[Begin Supplied material]

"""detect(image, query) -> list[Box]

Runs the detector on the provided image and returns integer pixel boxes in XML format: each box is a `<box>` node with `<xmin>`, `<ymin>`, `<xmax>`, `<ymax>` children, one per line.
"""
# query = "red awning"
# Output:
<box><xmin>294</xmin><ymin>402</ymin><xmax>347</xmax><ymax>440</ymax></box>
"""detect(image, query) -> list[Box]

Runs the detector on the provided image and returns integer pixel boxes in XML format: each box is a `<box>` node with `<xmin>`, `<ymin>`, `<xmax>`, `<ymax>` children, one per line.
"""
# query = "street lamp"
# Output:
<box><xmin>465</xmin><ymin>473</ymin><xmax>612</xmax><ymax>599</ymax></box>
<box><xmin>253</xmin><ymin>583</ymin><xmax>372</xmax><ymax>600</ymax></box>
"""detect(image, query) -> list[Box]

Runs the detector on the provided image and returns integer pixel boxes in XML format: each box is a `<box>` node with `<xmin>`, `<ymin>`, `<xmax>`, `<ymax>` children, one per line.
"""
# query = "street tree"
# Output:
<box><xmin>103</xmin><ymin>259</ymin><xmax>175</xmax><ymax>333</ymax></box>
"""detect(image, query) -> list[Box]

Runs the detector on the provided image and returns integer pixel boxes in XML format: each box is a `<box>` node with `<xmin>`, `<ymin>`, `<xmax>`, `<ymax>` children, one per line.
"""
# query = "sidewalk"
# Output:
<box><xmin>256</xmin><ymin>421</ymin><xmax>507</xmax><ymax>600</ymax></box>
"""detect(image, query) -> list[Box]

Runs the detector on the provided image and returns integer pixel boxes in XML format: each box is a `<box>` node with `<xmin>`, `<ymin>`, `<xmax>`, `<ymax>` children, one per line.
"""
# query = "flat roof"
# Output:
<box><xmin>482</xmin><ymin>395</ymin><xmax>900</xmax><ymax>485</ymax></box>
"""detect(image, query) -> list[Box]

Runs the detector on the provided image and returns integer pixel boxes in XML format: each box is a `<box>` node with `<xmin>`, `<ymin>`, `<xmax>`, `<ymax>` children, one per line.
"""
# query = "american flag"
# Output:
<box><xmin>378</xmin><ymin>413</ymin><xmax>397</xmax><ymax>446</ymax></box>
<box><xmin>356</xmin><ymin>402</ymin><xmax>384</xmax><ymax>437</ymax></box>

[End Supplied material]

#### What you should do:
How many lines in the entries contain the string "street" with matching case? Reply with the number only.

#### Answer in full:
2